任务要求: 将下列条目中从含有“# target: child”的那一行到含有“99 85 L 101”的那一行逐字原样输出，首尾两行都包括在内。

*** 给定条目

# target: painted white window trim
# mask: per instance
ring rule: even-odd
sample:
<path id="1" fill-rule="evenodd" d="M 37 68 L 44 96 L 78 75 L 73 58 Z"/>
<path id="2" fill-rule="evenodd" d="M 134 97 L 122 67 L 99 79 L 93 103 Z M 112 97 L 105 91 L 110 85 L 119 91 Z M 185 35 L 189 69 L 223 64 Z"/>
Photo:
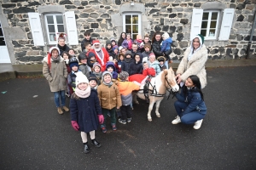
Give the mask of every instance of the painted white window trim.
<path id="1" fill-rule="evenodd" d="M 44 46 L 41 20 L 38 13 L 28 13 L 29 24 L 35 46 Z"/>
<path id="2" fill-rule="evenodd" d="M 209 35 L 210 31 L 210 24 L 211 24 L 211 17 L 212 17 L 212 13 L 218 13 L 218 18 L 217 18 L 217 23 L 216 23 L 216 28 L 215 28 L 215 36 L 214 37 L 205 37 L 205 40 L 216 40 L 217 39 L 217 35 L 218 33 L 218 22 L 219 22 L 219 10 L 204 10 L 203 13 L 209 13 L 208 16 L 208 24 L 207 24 L 207 35 Z M 203 21 L 203 20 L 202 20 Z"/>
<path id="3" fill-rule="evenodd" d="M 125 15 L 138 15 L 138 34 L 142 35 L 142 14 L 140 13 L 123 13 L 123 31 L 126 32 L 125 31 Z M 132 26 L 131 26 L 132 28 Z M 131 37 L 132 37 L 132 31 L 131 31 Z"/>
<path id="4" fill-rule="evenodd" d="M 48 29 L 48 22 L 47 22 L 47 16 L 54 16 L 53 17 L 53 19 L 54 19 L 54 23 L 55 23 L 55 37 L 56 37 L 56 41 L 50 41 L 50 38 L 49 38 L 49 29 Z M 57 42 L 57 38 L 58 38 L 58 35 L 57 35 L 57 32 L 58 31 L 56 31 L 57 30 L 58 30 L 58 28 L 57 28 L 57 24 L 56 24 L 56 15 L 61 15 L 61 16 L 63 16 L 63 14 L 54 14 L 54 13 L 52 13 L 52 14 L 44 14 L 44 24 L 45 24 L 45 28 L 46 28 L 46 37 L 47 37 L 47 38 L 48 38 L 48 42 L 49 42 L 49 44 L 51 44 L 51 45 L 55 45 L 55 44 L 56 44 L 56 43 L 58 43 L 58 42 Z M 63 20 L 63 26 L 64 26 L 64 29 L 65 29 L 65 23 L 64 23 L 64 19 L 62 18 L 62 20 Z"/>

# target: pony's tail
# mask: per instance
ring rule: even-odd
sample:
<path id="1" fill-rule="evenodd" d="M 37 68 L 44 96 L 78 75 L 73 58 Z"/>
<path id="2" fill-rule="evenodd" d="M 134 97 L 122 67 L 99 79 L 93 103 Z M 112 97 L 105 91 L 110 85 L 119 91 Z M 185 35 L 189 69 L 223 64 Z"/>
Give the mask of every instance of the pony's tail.
<path id="1" fill-rule="evenodd" d="M 48 54 L 47 55 L 48 57 L 48 65 L 49 65 L 49 70 L 50 69 L 50 58 L 51 58 L 51 54 Z"/>

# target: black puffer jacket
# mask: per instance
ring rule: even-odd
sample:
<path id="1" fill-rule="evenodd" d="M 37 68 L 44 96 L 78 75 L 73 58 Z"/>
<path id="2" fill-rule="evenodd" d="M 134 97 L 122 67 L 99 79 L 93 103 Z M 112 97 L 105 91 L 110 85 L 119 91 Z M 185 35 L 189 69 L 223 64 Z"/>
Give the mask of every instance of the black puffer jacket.
<path id="1" fill-rule="evenodd" d="M 155 58 L 157 59 L 159 56 L 163 56 L 163 54 L 160 52 L 161 50 L 161 47 L 160 47 L 160 44 L 162 42 L 162 40 L 160 40 L 160 41 L 155 41 L 153 42 L 152 44 L 152 50 L 153 50 L 153 53 L 155 55 Z M 170 50 L 165 52 L 165 58 L 166 60 L 169 60 L 169 55 L 170 54 L 172 53 L 172 48 L 170 48 Z"/>

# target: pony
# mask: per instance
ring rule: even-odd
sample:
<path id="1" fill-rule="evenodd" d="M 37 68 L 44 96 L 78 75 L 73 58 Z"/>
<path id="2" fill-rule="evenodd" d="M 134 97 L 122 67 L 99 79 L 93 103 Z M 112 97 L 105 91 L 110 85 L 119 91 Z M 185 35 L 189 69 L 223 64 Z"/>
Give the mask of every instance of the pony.
<path id="1" fill-rule="evenodd" d="M 179 86 L 177 84 L 174 71 L 172 67 L 168 70 L 165 69 L 160 71 L 159 75 L 155 77 L 152 77 L 148 85 L 148 98 L 149 98 L 149 106 L 148 111 L 148 120 L 152 122 L 151 110 L 153 109 L 154 104 L 155 105 L 155 114 L 157 117 L 160 117 L 159 113 L 160 105 L 166 94 L 175 93 L 179 90 Z M 140 87 L 140 90 L 137 92 L 137 95 L 142 99 L 146 99 L 143 94 L 143 85 Z"/>

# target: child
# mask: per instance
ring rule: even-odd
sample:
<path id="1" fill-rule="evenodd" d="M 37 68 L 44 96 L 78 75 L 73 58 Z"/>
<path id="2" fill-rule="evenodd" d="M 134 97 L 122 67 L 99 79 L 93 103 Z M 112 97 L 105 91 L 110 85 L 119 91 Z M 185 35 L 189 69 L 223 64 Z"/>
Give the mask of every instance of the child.
<path id="1" fill-rule="evenodd" d="M 87 65 L 87 56 L 85 53 L 82 53 L 79 55 L 79 69 L 83 72 L 87 78 L 90 76 L 91 71 L 90 67 Z"/>
<path id="2" fill-rule="evenodd" d="M 96 62 L 93 65 L 92 73 L 95 74 L 96 76 L 97 77 L 99 85 L 101 84 L 102 75 L 102 72 L 101 69 L 102 69 L 101 65 L 99 63 Z"/>
<path id="3" fill-rule="evenodd" d="M 172 37 L 169 37 L 169 34 L 167 32 L 165 32 L 162 35 L 163 41 L 161 42 L 161 50 L 160 52 L 165 55 L 165 52 L 171 49 L 171 43 L 172 42 Z"/>
<path id="4" fill-rule="evenodd" d="M 140 87 L 133 82 L 126 82 L 128 81 L 129 74 L 126 71 L 121 71 L 119 74 L 119 78 L 121 82 L 118 83 L 119 92 L 121 94 L 122 106 L 121 110 L 121 118 L 119 119 L 119 122 L 122 124 L 126 124 L 131 121 L 131 104 L 132 103 L 132 95 L 131 92 L 133 90 L 139 90 Z"/>
<path id="5" fill-rule="evenodd" d="M 166 58 L 164 56 L 160 56 L 157 58 L 157 60 L 159 62 L 159 66 L 160 67 L 161 71 L 165 69 L 167 69 L 165 65 Z"/>
<path id="6" fill-rule="evenodd" d="M 89 76 L 89 85 L 90 86 L 90 88 L 94 88 L 94 89 L 97 89 L 98 88 L 98 79 L 96 77 L 96 76 L 93 73 L 91 73 Z"/>
<path id="7" fill-rule="evenodd" d="M 95 58 L 94 53 L 89 53 L 88 54 L 88 60 L 87 60 L 87 64 L 88 65 L 92 68 L 93 65 L 97 62 L 97 60 Z"/>
<path id="8" fill-rule="evenodd" d="M 89 42 L 86 42 L 84 43 L 84 49 L 83 50 L 83 52 L 84 52 L 85 54 L 87 54 L 88 51 L 90 51 L 91 49 L 91 43 Z"/>
<path id="9" fill-rule="evenodd" d="M 73 93 L 74 92 L 74 89 L 76 88 L 76 74 L 77 72 L 80 71 L 79 70 L 79 61 L 77 60 L 77 58 L 73 57 L 72 59 L 70 59 L 69 60 L 69 66 L 71 68 L 71 72 L 68 74 L 67 76 L 67 83 L 70 87 L 72 87 L 72 90 L 70 92 L 71 94 L 73 94 Z"/>
<path id="10" fill-rule="evenodd" d="M 49 49 L 49 54 L 44 58 L 43 74 L 49 82 L 50 91 L 55 94 L 55 102 L 59 114 L 63 114 L 60 106 L 60 98 L 61 106 L 65 111 L 69 109 L 65 106 L 65 89 L 67 87 L 67 71 L 66 64 L 62 57 L 59 55 L 60 49 L 52 47 Z"/>
<path id="11" fill-rule="evenodd" d="M 159 62 L 155 60 L 155 55 L 154 54 L 154 53 L 151 53 L 149 54 L 149 60 L 148 63 L 148 67 L 153 67 L 154 69 L 156 75 L 158 75 L 161 71 Z"/>
<path id="12" fill-rule="evenodd" d="M 177 93 L 175 97 L 177 99 L 174 103 L 177 116 L 172 123 L 195 123 L 193 128 L 199 129 L 207 110 L 199 77 L 195 75 L 189 76 L 185 82 L 185 86 L 182 87 L 180 94 Z"/>
<path id="13" fill-rule="evenodd" d="M 115 65 L 113 62 L 108 61 L 106 65 L 106 71 L 111 73 L 113 79 L 116 80 L 118 78 L 118 73 L 116 72 Z"/>
<path id="14" fill-rule="evenodd" d="M 112 74 L 106 71 L 102 74 L 102 83 L 98 87 L 98 97 L 100 99 L 100 104 L 104 116 L 104 122 L 101 125 L 102 133 L 107 133 L 106 120 L 108 117 L 108 112 L 110 113 L 111 126 L 113 131 L 116 128 L 116 109 L 119 109 L 122 105 L 121 97 L 119 88 L 112 82 Z"/>
<path id="15" fill-rule="evenodd" d="M 97 92 L 90 88 L 88 84 L 86 76 L 79 72 L 76 78 L 76 89 L 70 99 L 71 124 L 76 131 L 81 131 L 85 154 L 90 152 L 87 133 L 90 133 L 91 144 L 95 147 L 102 146 L 96 140 L 95 131 L 97 130 L 99 123 L 104 121 Z"/>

******

作答内容:
# target: child
# mask: per instance
ring rule: even-odd
sample:
<path id="1" fill-rule="evenodd" d="M 37 68 L 44 96 L 78 75 L 73 58 Z"/>
<path id="2" fill-rule="evenodd" d="M 134 97 L 122 67 L 99 79 L 93 103 Z M 112 97 L 105 91 L 110 85 L 119 91 Z M 185 35 L 189 69 L 223 64 Z"/>
Give the mask of every instance of the child.
<path id="1" fill-rule="evenodd" d="M 87 65 L 87 56 L 85 53 L 82 53 L 79 55 L 79 69 L 83 72 L 87 78 L 90 76 L 91 71 L 90 67 Z"/>
<path id="2" fill-rule="evenodd" d="M 96 62 L 93 65 L 92 73 L 95 74 L 96 76 L 97 77 L 99 85 L 101 84 L 102 75 L 102 72 L 101 69 L 102 69 L 101 65 L 99 63 Z"/>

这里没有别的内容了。